Requirement ->
For each line in the data below that holds "body", return a copy.

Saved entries
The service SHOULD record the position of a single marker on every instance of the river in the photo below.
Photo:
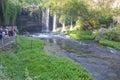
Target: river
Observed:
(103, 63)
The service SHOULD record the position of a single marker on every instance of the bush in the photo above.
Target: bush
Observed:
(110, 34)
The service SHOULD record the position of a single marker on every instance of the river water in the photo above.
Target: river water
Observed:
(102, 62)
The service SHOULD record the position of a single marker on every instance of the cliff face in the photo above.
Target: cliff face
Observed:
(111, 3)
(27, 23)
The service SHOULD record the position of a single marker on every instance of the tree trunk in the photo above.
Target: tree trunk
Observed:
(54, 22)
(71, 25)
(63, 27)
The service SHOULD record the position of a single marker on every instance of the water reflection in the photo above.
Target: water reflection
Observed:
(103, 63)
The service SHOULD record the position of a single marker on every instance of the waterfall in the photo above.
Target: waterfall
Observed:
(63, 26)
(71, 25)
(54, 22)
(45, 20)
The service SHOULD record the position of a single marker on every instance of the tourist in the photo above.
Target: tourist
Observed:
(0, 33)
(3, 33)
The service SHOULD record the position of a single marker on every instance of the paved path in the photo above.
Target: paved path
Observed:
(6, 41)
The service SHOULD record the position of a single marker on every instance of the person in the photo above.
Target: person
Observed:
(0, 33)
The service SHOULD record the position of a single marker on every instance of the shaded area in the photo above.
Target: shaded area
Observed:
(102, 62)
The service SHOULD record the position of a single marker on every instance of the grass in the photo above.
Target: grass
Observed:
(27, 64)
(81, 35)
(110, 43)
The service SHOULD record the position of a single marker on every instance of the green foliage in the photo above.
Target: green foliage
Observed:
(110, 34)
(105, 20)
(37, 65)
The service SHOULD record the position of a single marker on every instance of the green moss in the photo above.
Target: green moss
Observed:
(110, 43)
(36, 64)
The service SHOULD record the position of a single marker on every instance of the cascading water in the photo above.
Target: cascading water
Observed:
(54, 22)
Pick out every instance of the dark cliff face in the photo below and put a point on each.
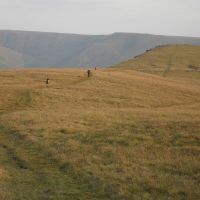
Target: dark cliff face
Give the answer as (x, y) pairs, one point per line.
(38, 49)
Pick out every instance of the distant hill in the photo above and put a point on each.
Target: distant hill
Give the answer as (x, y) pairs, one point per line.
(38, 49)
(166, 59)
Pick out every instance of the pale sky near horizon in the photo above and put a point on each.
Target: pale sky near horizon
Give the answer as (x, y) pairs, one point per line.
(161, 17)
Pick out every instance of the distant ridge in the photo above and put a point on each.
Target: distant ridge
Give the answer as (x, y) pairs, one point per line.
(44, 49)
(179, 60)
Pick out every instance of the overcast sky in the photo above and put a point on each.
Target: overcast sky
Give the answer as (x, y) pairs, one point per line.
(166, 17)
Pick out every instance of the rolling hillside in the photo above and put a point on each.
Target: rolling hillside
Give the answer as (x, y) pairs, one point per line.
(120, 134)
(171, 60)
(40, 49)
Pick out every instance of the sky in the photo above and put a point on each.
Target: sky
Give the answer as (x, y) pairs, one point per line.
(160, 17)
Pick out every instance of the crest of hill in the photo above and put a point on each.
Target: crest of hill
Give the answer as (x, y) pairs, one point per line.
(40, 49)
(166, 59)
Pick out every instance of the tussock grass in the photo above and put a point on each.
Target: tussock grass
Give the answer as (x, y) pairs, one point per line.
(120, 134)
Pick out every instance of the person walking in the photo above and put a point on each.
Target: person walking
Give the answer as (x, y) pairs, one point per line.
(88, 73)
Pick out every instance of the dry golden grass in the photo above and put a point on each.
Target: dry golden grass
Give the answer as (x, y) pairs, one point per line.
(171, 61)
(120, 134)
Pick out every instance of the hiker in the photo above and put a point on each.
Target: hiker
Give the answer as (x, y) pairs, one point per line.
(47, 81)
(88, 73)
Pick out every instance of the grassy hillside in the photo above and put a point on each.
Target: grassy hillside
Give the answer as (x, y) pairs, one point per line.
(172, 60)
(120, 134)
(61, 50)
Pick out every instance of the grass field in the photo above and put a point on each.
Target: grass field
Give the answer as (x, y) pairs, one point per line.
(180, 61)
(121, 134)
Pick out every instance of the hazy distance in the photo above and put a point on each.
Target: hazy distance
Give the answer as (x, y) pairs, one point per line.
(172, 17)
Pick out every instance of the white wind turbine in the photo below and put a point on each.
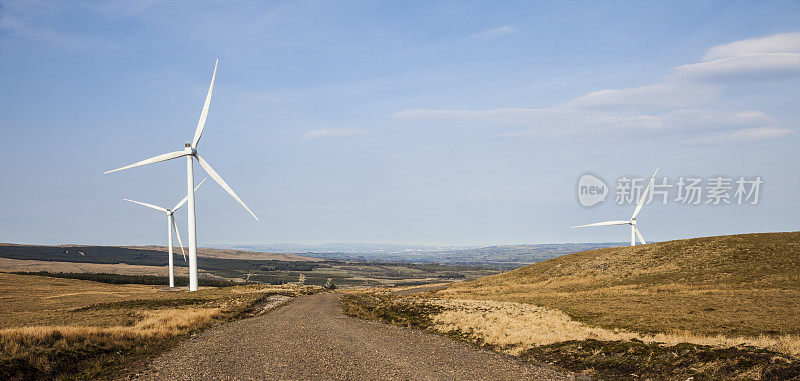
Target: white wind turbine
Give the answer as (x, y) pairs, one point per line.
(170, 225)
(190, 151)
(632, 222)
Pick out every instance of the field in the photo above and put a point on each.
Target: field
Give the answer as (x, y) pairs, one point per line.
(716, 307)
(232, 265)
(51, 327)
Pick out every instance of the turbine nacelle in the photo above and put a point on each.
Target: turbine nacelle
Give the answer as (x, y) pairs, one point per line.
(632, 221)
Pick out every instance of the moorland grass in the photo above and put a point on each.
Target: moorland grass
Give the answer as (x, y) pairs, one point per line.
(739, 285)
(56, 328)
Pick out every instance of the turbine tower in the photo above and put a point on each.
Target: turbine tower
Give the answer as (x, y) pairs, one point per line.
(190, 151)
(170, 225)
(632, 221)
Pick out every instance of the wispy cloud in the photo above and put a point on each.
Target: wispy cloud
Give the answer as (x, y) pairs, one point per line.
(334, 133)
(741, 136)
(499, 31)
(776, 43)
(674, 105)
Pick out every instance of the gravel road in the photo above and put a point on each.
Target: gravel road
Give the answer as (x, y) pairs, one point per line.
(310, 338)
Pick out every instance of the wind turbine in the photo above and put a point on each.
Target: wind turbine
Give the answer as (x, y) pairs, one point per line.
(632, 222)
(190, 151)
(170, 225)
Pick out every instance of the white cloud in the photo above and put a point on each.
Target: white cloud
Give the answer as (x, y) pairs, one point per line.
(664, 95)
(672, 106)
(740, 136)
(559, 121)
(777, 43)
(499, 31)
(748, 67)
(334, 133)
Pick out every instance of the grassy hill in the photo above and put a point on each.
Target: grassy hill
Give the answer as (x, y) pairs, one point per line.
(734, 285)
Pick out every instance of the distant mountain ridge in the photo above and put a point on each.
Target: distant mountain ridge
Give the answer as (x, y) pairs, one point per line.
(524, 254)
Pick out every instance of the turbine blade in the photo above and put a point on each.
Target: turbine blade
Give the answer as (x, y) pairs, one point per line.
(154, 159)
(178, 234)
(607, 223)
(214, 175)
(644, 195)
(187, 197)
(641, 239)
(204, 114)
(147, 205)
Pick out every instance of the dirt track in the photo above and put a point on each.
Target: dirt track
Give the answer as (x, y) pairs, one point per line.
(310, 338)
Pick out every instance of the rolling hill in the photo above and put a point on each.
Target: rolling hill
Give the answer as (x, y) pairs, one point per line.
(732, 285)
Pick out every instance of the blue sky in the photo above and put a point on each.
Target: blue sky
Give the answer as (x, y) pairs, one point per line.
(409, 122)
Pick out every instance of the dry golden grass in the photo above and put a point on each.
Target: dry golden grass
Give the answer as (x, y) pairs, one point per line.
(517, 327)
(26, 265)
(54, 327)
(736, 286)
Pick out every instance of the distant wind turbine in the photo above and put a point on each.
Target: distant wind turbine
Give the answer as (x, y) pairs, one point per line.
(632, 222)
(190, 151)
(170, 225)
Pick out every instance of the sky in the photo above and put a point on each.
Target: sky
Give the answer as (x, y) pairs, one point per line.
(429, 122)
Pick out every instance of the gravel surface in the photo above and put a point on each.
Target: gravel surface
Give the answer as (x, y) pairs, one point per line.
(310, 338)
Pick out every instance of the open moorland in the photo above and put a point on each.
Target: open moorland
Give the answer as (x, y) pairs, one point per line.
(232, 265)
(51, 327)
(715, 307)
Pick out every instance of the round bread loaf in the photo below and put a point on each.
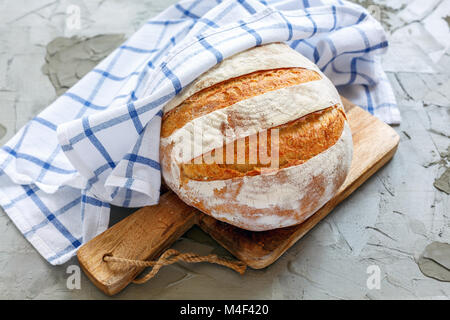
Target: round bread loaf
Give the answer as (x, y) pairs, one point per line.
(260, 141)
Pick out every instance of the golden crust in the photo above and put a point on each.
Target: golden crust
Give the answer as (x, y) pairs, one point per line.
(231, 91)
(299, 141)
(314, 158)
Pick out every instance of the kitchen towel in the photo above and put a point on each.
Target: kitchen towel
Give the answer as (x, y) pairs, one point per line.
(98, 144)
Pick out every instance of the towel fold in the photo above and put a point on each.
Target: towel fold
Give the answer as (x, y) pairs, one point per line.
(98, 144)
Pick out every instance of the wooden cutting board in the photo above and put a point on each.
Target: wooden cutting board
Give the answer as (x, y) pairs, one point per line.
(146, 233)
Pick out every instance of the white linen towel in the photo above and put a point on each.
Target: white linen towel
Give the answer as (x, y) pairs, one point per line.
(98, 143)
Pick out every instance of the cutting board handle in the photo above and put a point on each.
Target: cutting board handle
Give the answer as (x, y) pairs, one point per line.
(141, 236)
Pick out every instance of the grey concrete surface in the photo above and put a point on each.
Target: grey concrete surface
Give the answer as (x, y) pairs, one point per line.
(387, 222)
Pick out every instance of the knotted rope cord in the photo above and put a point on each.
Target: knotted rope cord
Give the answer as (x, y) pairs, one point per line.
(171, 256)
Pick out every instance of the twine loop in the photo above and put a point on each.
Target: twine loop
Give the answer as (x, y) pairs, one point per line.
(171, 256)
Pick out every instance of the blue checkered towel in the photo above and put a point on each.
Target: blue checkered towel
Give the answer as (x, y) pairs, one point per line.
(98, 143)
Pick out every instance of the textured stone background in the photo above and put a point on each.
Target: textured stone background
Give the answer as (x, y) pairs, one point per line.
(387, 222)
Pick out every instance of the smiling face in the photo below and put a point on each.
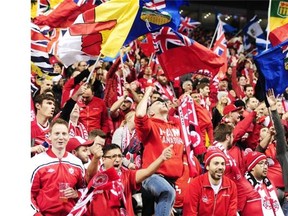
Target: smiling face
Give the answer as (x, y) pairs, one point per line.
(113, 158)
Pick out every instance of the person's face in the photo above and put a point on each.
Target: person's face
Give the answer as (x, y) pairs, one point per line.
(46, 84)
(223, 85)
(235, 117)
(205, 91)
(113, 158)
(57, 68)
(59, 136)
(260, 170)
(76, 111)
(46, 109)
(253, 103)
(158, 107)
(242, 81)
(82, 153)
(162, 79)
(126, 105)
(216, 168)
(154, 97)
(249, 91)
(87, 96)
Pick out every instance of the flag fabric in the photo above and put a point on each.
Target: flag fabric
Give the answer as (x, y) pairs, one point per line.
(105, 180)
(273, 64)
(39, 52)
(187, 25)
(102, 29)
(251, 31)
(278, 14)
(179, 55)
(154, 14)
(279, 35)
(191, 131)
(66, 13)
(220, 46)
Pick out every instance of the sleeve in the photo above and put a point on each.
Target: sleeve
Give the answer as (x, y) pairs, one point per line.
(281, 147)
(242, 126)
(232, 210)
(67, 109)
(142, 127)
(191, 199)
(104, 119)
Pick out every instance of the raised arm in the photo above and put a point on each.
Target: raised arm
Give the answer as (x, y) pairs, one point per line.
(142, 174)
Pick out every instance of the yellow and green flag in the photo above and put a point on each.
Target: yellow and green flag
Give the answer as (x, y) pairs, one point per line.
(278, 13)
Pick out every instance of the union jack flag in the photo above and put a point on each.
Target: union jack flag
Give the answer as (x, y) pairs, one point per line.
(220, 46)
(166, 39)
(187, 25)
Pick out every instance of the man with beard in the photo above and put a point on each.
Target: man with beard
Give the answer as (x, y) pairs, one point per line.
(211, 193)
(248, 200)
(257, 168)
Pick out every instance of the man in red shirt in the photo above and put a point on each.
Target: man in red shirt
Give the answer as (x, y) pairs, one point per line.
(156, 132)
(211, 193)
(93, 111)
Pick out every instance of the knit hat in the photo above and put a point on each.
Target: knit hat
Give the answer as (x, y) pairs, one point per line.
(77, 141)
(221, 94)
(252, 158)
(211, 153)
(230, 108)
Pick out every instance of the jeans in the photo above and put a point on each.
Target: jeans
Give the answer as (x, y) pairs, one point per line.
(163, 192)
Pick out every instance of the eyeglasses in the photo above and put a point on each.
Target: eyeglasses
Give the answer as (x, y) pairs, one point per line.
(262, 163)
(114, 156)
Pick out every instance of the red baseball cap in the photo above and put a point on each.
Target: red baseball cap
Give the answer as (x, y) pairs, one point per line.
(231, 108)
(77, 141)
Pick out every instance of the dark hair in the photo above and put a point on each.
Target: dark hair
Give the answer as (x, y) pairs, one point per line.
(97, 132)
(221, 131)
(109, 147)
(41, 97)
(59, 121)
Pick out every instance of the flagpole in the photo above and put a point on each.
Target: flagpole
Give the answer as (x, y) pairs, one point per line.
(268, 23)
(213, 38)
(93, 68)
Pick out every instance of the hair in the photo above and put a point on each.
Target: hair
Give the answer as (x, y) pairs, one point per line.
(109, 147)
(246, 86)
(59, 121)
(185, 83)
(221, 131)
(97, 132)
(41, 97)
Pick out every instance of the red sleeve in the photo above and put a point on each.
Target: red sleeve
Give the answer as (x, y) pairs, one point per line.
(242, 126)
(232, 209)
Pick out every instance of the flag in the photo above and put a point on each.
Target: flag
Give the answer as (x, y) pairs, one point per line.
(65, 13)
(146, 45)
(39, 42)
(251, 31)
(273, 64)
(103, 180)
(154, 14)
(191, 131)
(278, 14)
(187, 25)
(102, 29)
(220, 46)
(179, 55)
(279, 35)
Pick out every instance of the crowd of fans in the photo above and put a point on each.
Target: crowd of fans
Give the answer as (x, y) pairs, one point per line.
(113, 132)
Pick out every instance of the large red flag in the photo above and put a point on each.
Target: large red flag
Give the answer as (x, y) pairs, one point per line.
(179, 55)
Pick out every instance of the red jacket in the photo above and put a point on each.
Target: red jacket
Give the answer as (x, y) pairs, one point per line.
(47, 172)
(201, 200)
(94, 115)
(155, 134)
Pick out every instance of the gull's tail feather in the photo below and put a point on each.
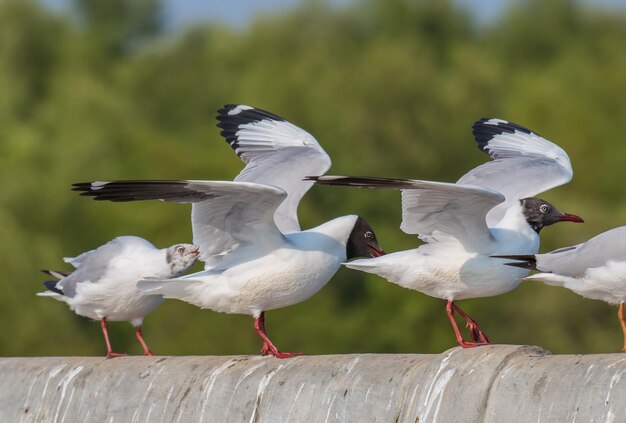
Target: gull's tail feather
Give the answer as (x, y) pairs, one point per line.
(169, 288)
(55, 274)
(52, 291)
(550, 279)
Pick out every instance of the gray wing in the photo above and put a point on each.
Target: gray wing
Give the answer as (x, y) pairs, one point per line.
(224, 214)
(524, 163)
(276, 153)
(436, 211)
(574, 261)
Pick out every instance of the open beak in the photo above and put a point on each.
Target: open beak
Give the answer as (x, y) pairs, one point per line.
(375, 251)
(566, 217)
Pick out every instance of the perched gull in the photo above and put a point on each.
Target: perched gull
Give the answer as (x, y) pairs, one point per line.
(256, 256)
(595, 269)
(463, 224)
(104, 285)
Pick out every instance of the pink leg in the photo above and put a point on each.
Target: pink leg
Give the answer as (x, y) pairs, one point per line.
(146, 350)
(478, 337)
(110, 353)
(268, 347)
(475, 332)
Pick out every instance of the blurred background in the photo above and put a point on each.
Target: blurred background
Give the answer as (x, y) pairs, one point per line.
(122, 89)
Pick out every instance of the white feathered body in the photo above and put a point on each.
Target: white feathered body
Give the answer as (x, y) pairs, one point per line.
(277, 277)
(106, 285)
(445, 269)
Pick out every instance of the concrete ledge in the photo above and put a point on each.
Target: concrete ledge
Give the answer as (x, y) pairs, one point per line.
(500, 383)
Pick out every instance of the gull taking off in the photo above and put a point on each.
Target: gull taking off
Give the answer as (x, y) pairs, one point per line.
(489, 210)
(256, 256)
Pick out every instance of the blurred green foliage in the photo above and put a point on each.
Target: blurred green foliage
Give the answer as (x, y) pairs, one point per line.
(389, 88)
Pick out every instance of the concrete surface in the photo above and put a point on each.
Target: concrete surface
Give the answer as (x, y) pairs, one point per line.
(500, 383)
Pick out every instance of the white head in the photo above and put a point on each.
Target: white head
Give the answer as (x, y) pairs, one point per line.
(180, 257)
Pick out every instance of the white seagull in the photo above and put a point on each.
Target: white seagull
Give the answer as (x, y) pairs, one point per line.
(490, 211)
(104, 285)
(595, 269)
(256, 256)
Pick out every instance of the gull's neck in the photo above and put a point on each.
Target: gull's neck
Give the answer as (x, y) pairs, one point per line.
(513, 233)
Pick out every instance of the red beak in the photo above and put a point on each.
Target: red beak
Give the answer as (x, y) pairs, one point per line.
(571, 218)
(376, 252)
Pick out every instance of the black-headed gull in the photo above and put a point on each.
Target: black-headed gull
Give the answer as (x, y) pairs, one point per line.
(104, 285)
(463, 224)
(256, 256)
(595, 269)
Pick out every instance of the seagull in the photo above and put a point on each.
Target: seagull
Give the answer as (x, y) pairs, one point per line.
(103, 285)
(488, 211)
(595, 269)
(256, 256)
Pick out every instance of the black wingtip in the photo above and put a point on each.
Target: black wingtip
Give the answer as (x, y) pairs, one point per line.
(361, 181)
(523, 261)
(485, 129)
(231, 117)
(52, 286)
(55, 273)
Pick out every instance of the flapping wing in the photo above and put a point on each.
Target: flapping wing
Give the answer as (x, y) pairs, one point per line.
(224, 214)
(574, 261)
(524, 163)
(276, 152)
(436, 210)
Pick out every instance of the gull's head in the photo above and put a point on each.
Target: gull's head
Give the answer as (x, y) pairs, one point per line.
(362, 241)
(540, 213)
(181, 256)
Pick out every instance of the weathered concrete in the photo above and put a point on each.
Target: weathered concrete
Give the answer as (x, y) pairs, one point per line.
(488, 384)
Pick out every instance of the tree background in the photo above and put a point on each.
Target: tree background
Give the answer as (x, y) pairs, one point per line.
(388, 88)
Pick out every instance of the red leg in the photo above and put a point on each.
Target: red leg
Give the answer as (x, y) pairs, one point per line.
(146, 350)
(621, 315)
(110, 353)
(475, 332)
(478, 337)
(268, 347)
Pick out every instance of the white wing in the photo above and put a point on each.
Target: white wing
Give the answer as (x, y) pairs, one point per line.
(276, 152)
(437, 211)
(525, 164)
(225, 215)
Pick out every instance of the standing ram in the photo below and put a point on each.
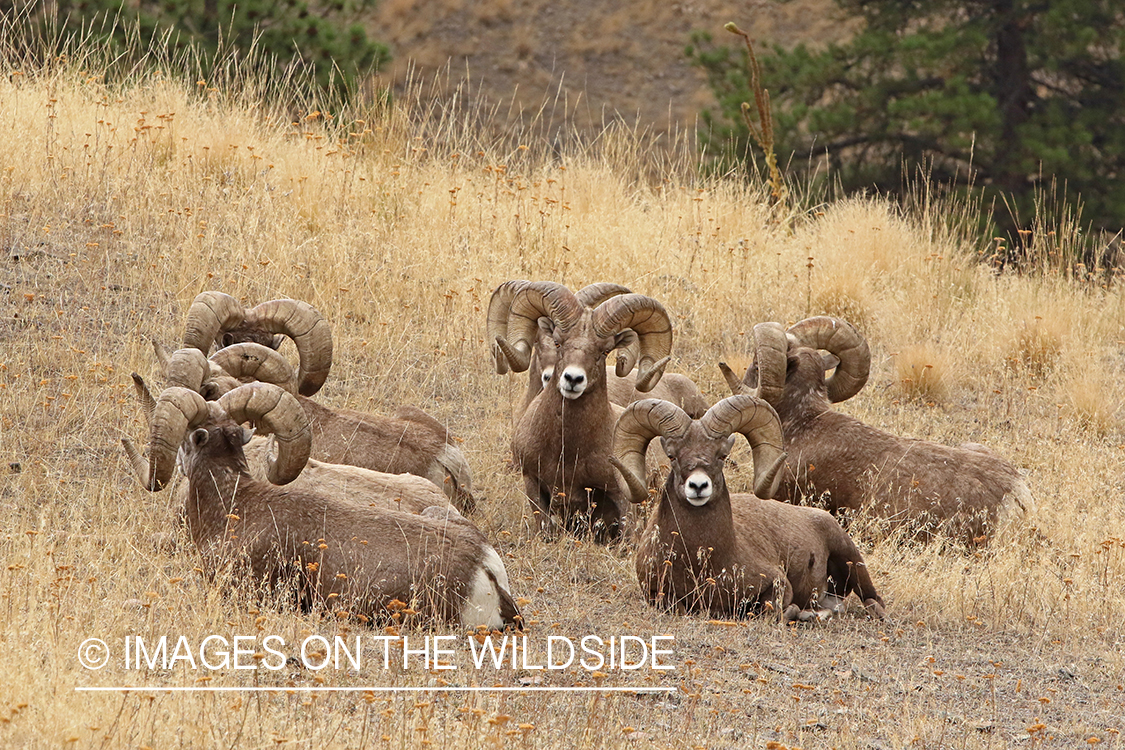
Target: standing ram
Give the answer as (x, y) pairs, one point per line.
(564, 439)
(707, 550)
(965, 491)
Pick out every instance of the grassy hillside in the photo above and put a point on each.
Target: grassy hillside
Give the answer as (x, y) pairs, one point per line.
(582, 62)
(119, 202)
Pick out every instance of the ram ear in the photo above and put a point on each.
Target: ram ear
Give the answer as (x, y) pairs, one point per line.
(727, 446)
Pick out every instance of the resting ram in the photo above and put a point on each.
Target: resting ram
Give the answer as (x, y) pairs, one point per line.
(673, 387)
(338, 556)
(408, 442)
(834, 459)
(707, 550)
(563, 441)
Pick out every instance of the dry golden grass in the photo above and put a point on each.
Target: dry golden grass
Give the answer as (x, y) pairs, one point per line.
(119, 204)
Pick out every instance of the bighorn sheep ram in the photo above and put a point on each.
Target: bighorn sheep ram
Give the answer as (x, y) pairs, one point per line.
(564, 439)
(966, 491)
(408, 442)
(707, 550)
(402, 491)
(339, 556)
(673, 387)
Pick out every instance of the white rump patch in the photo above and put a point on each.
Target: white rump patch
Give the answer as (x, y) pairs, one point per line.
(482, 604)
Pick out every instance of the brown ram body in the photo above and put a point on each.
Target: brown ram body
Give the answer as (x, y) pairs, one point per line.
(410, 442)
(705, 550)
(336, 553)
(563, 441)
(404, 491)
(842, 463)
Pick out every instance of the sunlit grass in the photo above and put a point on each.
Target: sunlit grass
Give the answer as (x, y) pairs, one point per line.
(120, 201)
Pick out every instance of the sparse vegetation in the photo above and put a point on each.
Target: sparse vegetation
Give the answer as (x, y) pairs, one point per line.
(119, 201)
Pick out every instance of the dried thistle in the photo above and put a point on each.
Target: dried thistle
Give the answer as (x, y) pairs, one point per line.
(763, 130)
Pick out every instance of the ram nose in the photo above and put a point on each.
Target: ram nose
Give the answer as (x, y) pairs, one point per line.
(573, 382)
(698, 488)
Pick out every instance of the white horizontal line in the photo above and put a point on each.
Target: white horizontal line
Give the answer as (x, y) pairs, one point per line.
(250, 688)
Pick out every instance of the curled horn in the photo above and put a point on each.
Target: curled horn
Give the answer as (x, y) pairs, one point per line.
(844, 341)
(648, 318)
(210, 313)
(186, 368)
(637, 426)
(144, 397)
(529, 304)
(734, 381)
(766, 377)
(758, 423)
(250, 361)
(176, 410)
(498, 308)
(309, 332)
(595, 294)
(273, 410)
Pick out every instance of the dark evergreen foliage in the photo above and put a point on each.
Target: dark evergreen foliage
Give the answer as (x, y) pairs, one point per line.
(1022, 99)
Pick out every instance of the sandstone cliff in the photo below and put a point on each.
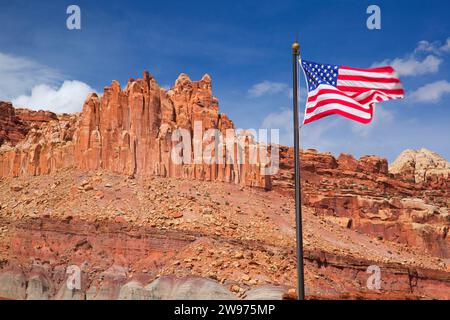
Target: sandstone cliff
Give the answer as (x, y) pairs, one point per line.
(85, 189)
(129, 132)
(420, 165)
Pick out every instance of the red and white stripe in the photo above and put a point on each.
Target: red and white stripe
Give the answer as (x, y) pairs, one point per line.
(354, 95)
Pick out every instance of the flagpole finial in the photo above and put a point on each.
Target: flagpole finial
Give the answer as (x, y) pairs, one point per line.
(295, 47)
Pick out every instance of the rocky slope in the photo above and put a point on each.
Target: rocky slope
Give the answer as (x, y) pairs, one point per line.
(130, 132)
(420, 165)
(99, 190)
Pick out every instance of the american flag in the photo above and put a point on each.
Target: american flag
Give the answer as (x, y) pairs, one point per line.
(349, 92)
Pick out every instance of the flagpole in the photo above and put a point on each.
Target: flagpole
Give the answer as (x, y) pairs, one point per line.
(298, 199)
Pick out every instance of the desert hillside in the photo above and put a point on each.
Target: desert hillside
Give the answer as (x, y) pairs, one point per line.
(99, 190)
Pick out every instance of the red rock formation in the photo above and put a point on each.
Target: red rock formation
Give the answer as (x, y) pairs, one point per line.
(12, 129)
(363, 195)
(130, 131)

Solution below ->
Pick out every instance of the white feathered body in the photo above and put a point on each.
Target: white feathered body
Pick out every instance of the brown ram body in the photo above and put a point on each.
Target: brown ram body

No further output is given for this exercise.